# RECORDS FOR THE EXERCISE:
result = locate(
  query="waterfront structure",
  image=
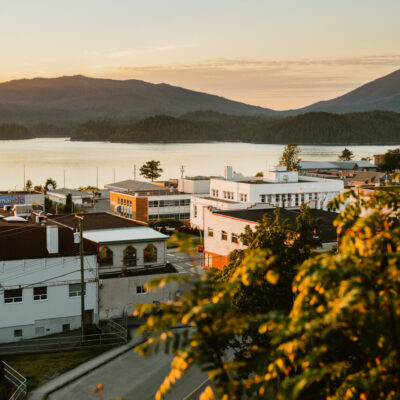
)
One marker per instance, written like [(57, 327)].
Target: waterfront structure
[(12, 198), (79, 197), (276, 188), (223, 229), (144, 201), (40, 281)]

# HOW TO COMPLETE THIS TASK:
Return every entry from the listing above exactly as it stands, leaving out any picture.

# ANSWER SPACE:
result = locate(
  query="waterfront structure",
  image=
)
One marker per instance, written like [(57, 327)].
Target: waterfront structure
[(12, 198), (79, 197), (276, 188), (223, 229), (144, 201), (40, 281)]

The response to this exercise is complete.